Levinas écrit qu’en accueillant autrui je suis enseigné car j’apprends sur lui mais aussi sur moi-même. « Recevoir d’autrui au-delà de la capacité du moi ; ce qui signifie exactement : avoir l’idée de l’infini. Mais cela signifie aussi être enseigné (18) ». Autrui me surprend, je me surprends ; je ne comprends pas toujours autrui, je ne me comprends pas toujours aussi. S’il y a solidarité des émotions avec autrui, il y a également solidarité des émotions avec soi. Autrui m’enseigne, il m’instruit sur moi-même et m’oblige. Comme une pièce d’un euro attend une baguette, la sensibilité dévoilée réclame à autrui son dû et réclame à soi-même un changement secondaire, le pain ne doit pas être gaspillé.

 

L’inversion des rôles

La fin de vie longue demande à l’entourage d’être patient. La patience les fait devenir patients à leur tour. Les soignants deviennent également à leur tour entourage car ils entourent le patient aussi. Les soignants deviennent plus proches, l’entourage devient plus patient : les rôles se mêlent et s’emmêlent pour ne former plus qu’un groupe d’êtres humains accompagnant un autre être humain. Dans ce jeu de rôle émouvant où chacun se déplace et est déplacé vers un intérêt commun, autrui, il convient aux acteurs de dépasser le fade paraître pour le constructif devenir (19) : les soignants soucieux de remise en question pour aborder toujours mieux le prochain patient, les proches en chemin vers une sérénité souhaitée dans leur deuil débutant.

# Questions à traiter:
[1] D'après le texte sur la fin de vie, qu'exige de l'entourage une fin de vie longue ?
[2] Poursuivez le texte sur la fin de vie après sa dernière phrase.
Les items ne sont d'aucune utilité pour ce travail.

Entrées de données enregistrées:
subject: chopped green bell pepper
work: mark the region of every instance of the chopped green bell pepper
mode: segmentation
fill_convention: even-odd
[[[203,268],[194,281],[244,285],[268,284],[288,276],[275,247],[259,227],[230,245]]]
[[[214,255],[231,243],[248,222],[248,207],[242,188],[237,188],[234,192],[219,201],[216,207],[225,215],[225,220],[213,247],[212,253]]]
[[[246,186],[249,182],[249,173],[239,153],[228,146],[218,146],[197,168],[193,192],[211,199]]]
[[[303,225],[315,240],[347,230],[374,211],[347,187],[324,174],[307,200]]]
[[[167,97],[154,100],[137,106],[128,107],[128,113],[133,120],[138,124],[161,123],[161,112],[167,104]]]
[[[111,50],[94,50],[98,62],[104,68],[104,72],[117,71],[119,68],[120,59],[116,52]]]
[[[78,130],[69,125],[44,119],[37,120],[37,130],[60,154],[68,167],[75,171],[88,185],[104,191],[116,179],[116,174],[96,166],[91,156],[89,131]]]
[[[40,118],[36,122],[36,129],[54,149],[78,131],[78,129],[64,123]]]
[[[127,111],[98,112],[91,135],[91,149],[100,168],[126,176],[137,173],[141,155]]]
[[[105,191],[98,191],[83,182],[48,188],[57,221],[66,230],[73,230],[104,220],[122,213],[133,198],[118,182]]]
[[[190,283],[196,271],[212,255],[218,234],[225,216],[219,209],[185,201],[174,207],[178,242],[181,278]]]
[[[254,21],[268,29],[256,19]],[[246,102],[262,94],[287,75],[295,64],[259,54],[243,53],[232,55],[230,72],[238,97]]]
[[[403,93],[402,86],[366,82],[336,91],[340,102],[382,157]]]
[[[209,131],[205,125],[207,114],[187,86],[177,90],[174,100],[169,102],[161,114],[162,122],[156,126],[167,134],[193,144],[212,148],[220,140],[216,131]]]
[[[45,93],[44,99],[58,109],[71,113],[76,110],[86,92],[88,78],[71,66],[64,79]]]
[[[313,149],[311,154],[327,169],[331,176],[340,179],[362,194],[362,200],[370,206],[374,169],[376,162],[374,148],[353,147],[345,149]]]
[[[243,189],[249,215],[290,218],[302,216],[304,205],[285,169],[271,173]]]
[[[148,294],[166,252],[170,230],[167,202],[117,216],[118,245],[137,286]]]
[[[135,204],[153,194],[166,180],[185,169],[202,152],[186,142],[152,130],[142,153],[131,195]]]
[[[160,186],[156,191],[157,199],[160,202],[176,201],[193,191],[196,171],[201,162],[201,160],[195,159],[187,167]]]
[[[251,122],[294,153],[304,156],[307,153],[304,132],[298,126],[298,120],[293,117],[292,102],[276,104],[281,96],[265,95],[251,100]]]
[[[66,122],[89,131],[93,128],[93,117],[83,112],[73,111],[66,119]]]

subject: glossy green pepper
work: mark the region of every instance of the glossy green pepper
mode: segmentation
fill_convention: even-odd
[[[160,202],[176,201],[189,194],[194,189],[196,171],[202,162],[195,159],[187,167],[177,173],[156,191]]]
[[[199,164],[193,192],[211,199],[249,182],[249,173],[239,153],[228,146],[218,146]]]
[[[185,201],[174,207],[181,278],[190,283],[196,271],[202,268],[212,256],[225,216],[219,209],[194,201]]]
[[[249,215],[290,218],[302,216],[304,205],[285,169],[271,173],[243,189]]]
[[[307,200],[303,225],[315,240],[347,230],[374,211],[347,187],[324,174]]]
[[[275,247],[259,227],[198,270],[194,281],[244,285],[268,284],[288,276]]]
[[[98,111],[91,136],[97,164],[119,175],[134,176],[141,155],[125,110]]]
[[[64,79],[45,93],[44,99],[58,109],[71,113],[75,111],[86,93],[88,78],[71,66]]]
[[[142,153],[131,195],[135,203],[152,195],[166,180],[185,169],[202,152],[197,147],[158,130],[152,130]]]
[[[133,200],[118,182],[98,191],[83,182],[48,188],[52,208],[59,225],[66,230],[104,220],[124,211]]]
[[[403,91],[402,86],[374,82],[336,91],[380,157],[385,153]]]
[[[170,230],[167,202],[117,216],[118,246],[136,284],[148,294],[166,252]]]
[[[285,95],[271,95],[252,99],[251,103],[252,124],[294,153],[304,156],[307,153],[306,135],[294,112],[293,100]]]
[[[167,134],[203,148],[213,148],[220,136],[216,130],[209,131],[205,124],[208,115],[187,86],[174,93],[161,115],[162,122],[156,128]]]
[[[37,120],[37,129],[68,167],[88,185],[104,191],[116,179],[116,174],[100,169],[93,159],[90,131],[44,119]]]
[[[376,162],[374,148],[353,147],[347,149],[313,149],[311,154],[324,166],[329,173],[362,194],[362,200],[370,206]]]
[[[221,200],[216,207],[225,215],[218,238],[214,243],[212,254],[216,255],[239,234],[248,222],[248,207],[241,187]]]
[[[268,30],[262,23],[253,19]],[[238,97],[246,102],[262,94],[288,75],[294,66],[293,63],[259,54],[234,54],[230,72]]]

# Corrigé de l'exercice:
[1] Elle demande à l'entourage d'être patient.

[2]
 L’hôpital, du latin hospitalis domus, signifie la maison où l’on reçoit les hôtes. Si l’hôpital accueille les hôtes et non des étrangers, c’est pour signifier que l’hôpital accueille toute personne sans distinction : personne n’est étranger à l’hôpital, l’hôpital est un refuge pour tous. Ensemble, du latin insimul, « en même temps », signifie l’un avec l’autre, conjointement. Puisqu’ensemble, semblables de la même espèce, ainsi les plus disposés à se comprendre, soyons des êtres humains sensibles, les uns avec les autres, autour de notre semblable qui se meurt à l’hôpital.

Baudelaire disait : « Ne méprisez la sensibilité de personne. La sensibilité de chacun c’est son génie (20) ». La sensibilité de chacun c’est sa singularité propre qui tient compte de la singularité de chacun. Même si cette sensibilité nous dérange souvent, quand on la voudrait rangée, enfouie en nous, sachons l’apprivoiser pour qu’elle soit source de talent et qu’elle nous aide à tendre vers des relations humaines apaisées et vers une relation à soi pacifique.

 

Notes :

  1. SERRES, M., Les cinq sens, Pluriel, 2014, p. 406.
  2. RICOEUR, P., Soi-même comme un autre, Seuil, 1990, p.70.
  3. Ibid.
  4. RAVAISSON, F., De l’habitude, Allia, Paris, 2007, p. 44.
  5. ABEL, O., De l’humiliation. Le nouveau poison de notre société, Les liens qui libèrent, 2022.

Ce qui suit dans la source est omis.